● What is expected
Count the lines in the material below that contain the word "hill", and give only that number.
___ Dataset rows
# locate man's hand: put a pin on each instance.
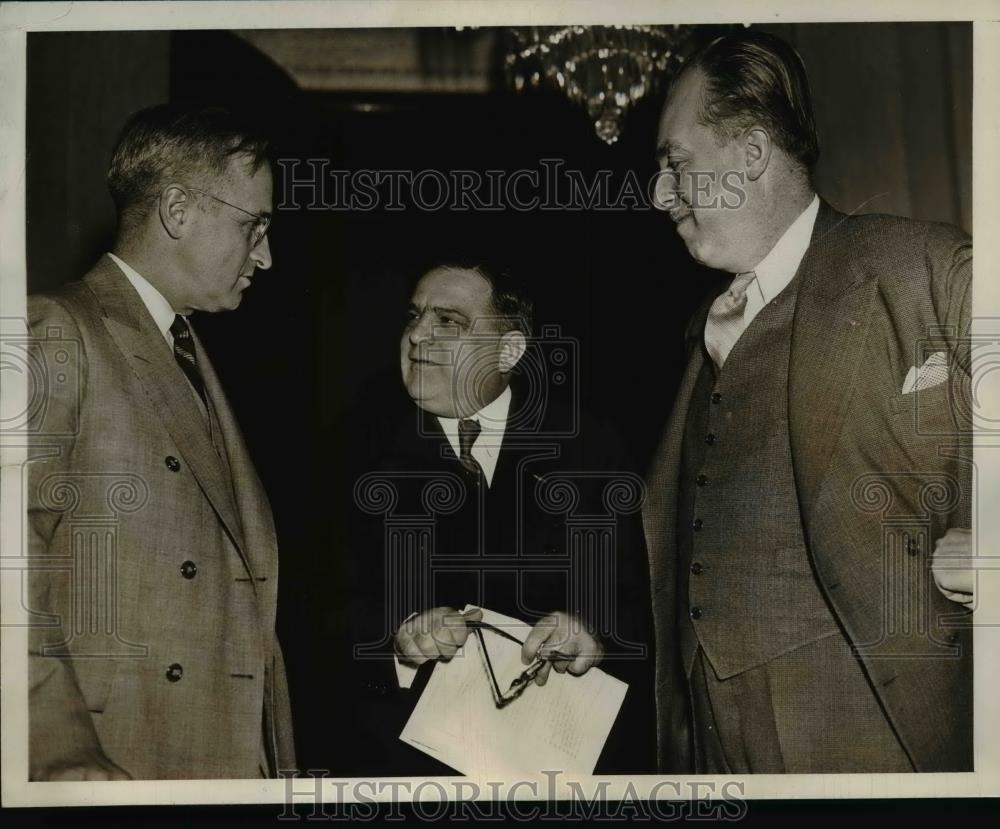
(565, 642)
(434, 634)
(85, 765)
(952, 565)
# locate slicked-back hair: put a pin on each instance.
(177, 144)
(756, 78)
(510, 301)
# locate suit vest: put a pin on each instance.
(746, 586)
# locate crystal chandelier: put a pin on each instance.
(605, 69)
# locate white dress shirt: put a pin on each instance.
(776, 270)
(157, 305)
(492, 419)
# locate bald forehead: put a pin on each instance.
(461, 288)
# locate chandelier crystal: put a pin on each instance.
(604, 69)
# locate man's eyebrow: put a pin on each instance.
(444, 309)
(664, 148)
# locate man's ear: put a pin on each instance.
(758, 152)
(176, 210)
(512, 347)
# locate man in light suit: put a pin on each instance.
(154, 584)
(815, 458)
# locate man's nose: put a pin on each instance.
(261, 254)
(420, 329)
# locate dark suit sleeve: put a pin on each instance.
(61, 731)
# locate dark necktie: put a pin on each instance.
(468, 431)
(184, 353)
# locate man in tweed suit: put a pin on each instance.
(154, 584)
(814, 457)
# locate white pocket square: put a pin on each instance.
(932, 373)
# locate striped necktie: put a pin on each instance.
(468, 431)
(725, 318)
(184, 353)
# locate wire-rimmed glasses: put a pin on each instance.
(260, 226)
(500, 697)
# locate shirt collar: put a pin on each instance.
(776, 270)
(157, 305)
(492, 419)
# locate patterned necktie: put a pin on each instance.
(184, 353)
(468, 431)
(725, 318)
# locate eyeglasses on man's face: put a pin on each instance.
(260, 225)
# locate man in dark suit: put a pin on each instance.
(815, 455)
(153, 652)
(490, 493)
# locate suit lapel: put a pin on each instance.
(832, 314)
(147, 352)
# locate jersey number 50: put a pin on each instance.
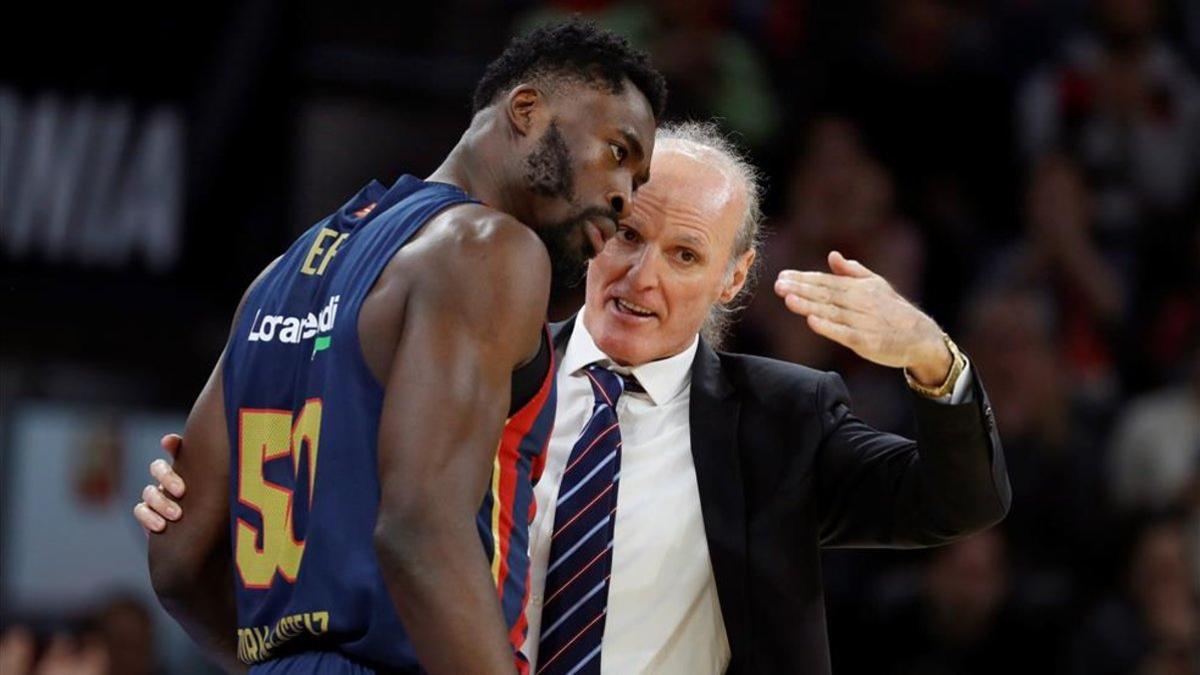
(267, 435)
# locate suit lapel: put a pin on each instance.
(559, 335)
(714, 422)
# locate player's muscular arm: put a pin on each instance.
(474, 314)
(190, 563)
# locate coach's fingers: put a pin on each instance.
(845, 267)
(160, 502)
(166, 476)
(823, 279)
(171, 443)
(839, 333)
(835, 314)
(148, 519)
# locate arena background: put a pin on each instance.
(1025, 169)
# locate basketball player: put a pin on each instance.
(387, 390)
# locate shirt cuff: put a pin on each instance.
(963, 392)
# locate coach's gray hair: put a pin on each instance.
(708, 136)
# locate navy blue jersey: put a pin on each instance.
(303, 410)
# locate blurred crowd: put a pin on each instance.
(1026, 171)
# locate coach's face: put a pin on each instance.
(651, 288)
(589, 149)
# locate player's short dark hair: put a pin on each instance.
(573, 49)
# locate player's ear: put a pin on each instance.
(523, 106)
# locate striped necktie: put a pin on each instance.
(580, 563)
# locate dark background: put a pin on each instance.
(1025, 169)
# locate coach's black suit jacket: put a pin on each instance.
(785, 469)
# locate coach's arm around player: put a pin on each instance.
(190, 566)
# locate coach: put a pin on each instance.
(688, 491)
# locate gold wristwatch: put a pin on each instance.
(957, 366)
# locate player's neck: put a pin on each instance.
(477, 166)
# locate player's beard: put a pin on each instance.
(550, 174)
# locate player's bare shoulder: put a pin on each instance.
(467, 261)
(480, 242)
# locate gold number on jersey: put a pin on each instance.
(267, 435)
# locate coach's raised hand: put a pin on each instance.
(858, 309)
(157, 507)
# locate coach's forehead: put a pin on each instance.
(687, 175)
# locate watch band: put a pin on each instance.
(952, 377)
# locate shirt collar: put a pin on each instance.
(663, 380)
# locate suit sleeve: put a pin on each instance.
(879, 489)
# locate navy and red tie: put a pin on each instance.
(576, 592)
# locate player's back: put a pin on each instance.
(303, 410)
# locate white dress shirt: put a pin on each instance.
(663, 615)
(663, 610)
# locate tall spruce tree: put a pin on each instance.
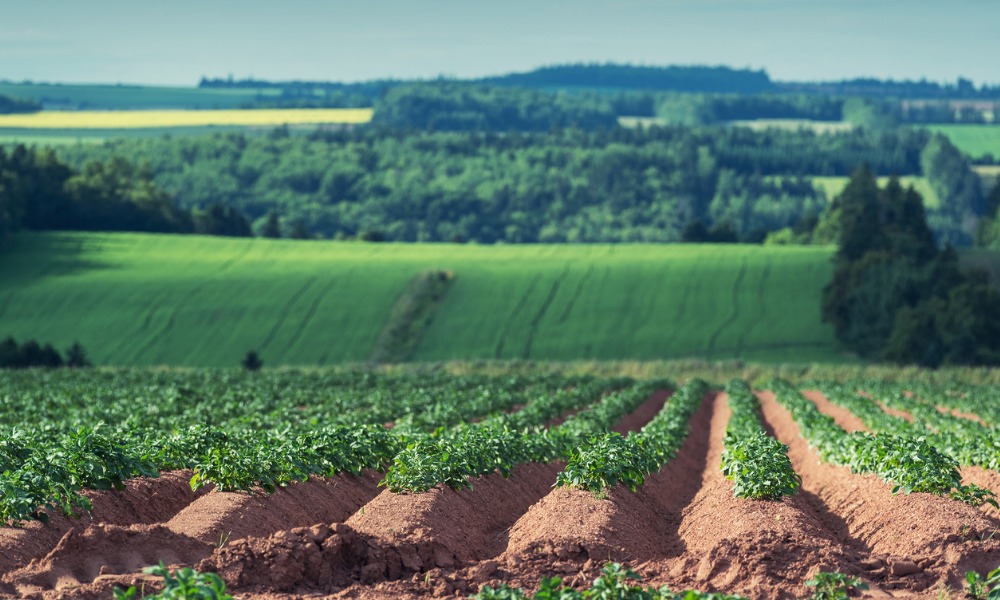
(895, 296)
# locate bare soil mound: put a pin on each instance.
(144, 500)
(915, 541)
(81, 556)
(222, 516)
(444, 527)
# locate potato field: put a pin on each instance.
(379, 484)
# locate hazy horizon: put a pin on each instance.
(121, 41)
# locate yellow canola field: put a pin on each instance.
(142, 119)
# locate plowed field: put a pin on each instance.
(346, 537)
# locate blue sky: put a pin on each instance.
(176, 42)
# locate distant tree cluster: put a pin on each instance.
(895, 296)
(640, 77)
(468, 107)
(10, 105)
(38, 191)
(31, 354)
(988, 232)
(566, 185)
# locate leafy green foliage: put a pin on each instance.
(234, 430)
(757, 463)
(499, 444)
(183, 584)
(983, 588)
(900, 456)
(608, 459)
(615, 582)
(564, 185)
(834, 586)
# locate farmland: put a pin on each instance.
(135, 299)
(374, 484)
(974, 140)
(833, 186)
(131, 97)
(151, 119)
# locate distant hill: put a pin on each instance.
(139, 299)
(633, 77)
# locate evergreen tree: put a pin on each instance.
(894, 295)
(76, 356)
(252, 361)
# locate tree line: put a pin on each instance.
(39, 191)
(10, 105)
(31, 354)
(895, 296)
(566, 185)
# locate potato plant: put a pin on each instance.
(757, 463)
(608, 459)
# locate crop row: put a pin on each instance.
(45, 464)
(757, 463)
(453, 456)
(965, 440)
(909, 463)
(607, 459)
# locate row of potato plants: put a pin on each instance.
(757, 463)
(908, 462)
(965, 440)
(47, 458)
(456, 456)
(607, 459)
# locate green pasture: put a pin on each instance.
(112, 97)
(136, 299)
(974, 140)
(795, 125)
(832, 186)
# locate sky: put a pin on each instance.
(177, 42)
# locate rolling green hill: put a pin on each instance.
(118, 97)
(189, 300)
(974, 140)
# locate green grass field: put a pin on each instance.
(832, 186)
(105, 97)
(974, 140)
(187, 300)
(795, 125)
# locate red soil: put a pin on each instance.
(683, 528)
(160, 519)
(916, 542)
(144, 501)
(962, 415)
(977, 475)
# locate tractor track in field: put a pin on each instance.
(304, 323)
(522, 303)
(344, 537)
(400, 533)
(285, 311)
(183, 303)
(734, 316)
(540, 314)
(761, 288)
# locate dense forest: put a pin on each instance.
(675, 78)
(38, 191)
(565, 185)
(895, 295)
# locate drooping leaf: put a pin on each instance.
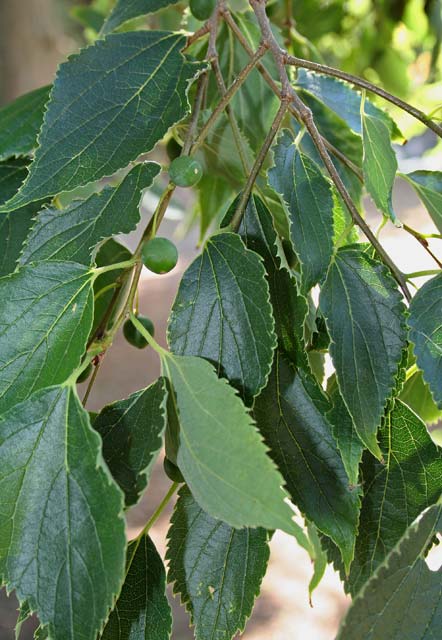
(142, 611)
(132, 433)
(222, 313)
(402, 600)
(109, 103)
(14, 226)
(344, 432)
(216, 569)
(72, 233)
(220, 452)
(45, 319)
(62, 541)
(379, 163)
(428, 186)
(125, 10)
(365, 319)
(425, 322)
(289, 307)
(341, 98)
(395, 492)
(291, 415)
(308, 197)
(20, 122)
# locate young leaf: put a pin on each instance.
(426, 334)
(365, 318)
(20, 122)
(144, 78)
(402, 600)
(308, 197)
(222, 313)
(45, 319)
(395, 492)
(216, 569)
(220, 453)
(62, 540)
(73, 233)
(125, 10)
(290, 414)
(142, 611)
(132, 433)
(428, 186)
(379, 162)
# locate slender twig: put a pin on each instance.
(363, 84)
(306, 116)
(236, 219)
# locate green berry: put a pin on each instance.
(202, 9)
(84, 375)
(173, 149)
(133, 336)
(185, 171)
(160, 255)
(172, 471)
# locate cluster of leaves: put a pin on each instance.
(242, 405)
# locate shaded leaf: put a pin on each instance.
(402, 600)
(45, 319)
(144, 79)
(222, 313)
(428, 186)
(425, 322)
(216, 569)
(132, 432)
(142, 611)
(20, 122)
(308, 197)
(62, 540)
(220, 452)
(291, 415)
(72, 233)
(365, 318)
(125, 10)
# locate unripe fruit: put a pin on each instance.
(172, 471)
(84, 375)
(202, 9)
(185, 171)
(160, 255)
(133, 336)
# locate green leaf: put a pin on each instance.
(144, 79)
(20, 122)
(291, 415)
(289, 307)
(402, 601)
(425, 322)
(345, 101)
(62, 540)
(308, 197)
(344, 432)
(74, 232)
(428, 186)
(220, 453)
(45, 319)
(125, 10)
(216, 569)
(395, 492)
(142, 611)
(365, 317)
(14, 227)
(379, 163)
(222, 313)
(132, 432)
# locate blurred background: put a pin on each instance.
(392, 42)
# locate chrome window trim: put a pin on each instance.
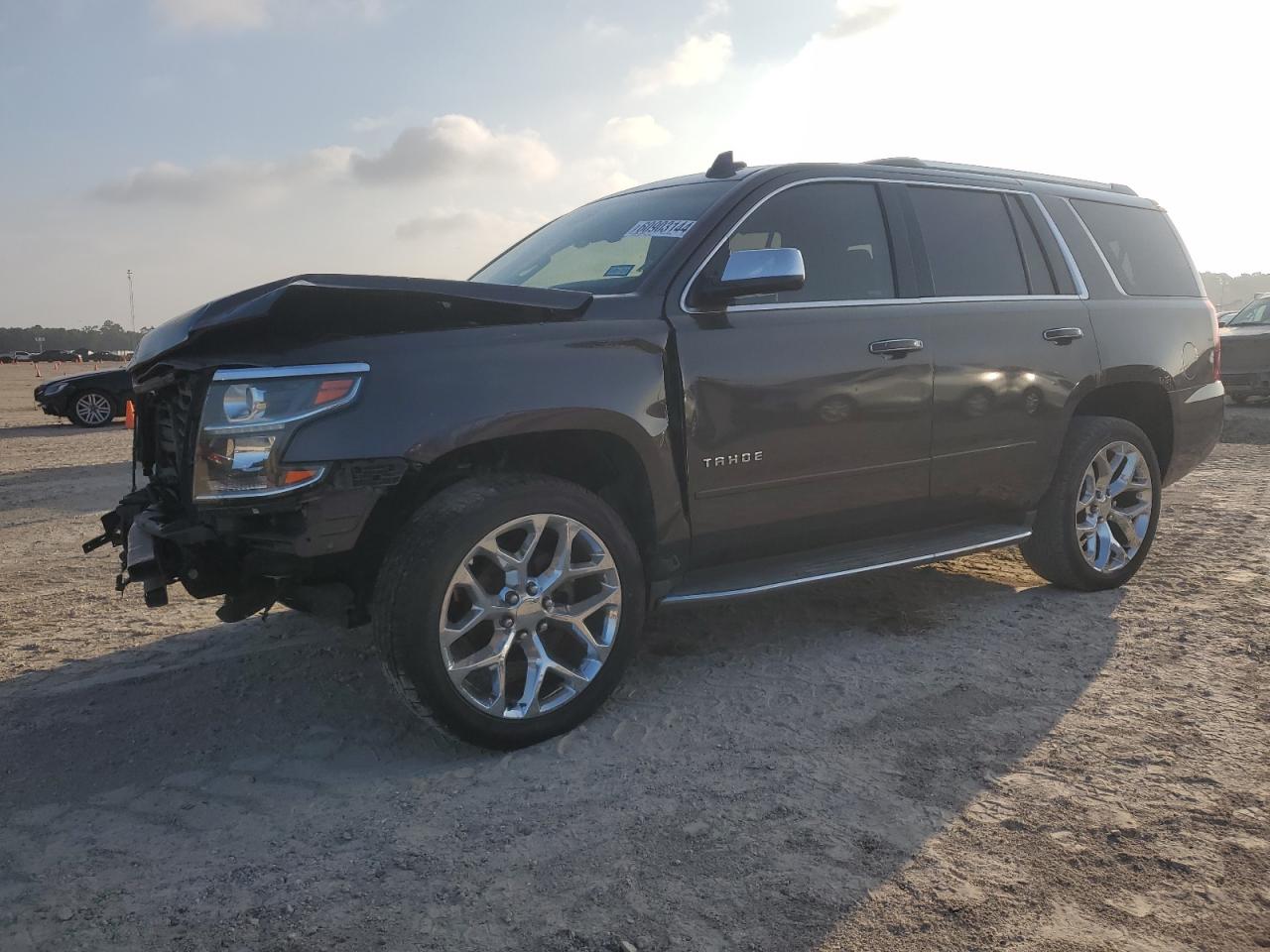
(806, 579)
(309, 370)
(1097, 248)
(1078, 278)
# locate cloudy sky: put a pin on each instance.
(209, 145)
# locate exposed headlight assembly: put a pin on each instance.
(248, 417)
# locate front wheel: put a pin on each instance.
(91, 409)
(1096, 522)
(508, 607)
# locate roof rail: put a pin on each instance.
(907, 163)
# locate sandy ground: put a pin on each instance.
(948, 758)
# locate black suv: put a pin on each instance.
(705, 388)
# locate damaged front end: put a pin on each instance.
(223, 513)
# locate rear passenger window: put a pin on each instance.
(1142, 249)
(838, 227)
(1040, 276)
(970, 243)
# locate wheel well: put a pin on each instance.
(606, 465)
(1144, 405)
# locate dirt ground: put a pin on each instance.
(948, 758)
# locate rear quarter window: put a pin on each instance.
(1142, 249)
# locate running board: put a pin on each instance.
(838, 561)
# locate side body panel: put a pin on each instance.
(797, 435)
(1003, 398)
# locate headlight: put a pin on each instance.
(248, 419)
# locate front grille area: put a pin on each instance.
(171, 417)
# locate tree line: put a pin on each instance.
(1227, 294)
(105, 336)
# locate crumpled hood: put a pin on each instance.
(350, 304)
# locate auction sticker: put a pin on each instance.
(661, 227)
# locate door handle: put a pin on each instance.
(896, 348)
(1064, 335)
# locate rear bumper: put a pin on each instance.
(1256, 384)
(1198, 414)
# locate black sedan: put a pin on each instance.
(1246, 352)
(86, 399)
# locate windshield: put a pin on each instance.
(607, 246)
(1256, 312)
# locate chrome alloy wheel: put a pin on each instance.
(530, 616)
(93, 409)
(1112, 507)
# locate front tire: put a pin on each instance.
(508, 607)
(1096, 522)
(91, 409)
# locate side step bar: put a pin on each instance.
(839, 561)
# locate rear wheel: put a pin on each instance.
(93, 408)
(1097, 520)
(508, 607)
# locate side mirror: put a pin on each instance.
(763, 271)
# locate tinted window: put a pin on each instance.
(1142, 249)
(1254, 315)
(839, 230)
(1040, 276)
(606, 246)
(970, 243)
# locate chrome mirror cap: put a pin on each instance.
(765, 264)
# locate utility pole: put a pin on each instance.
(132, 308)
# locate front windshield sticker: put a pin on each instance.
(661, 227)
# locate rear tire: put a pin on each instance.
(529, 683)
(1062, 547)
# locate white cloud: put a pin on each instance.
(598, 176)
(225, 179)
(601, 30)
(448, 148)
(636, 131)
(213, 14)
(497, 230)
(257, 14)
(698, 60)
(714, 9)
(855, 17)
(373, 123)
(457, 145)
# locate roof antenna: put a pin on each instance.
(724, 167)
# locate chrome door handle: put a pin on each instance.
(894, 348)
(1064, 335)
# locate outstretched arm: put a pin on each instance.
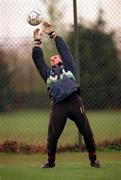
______
● Output below
2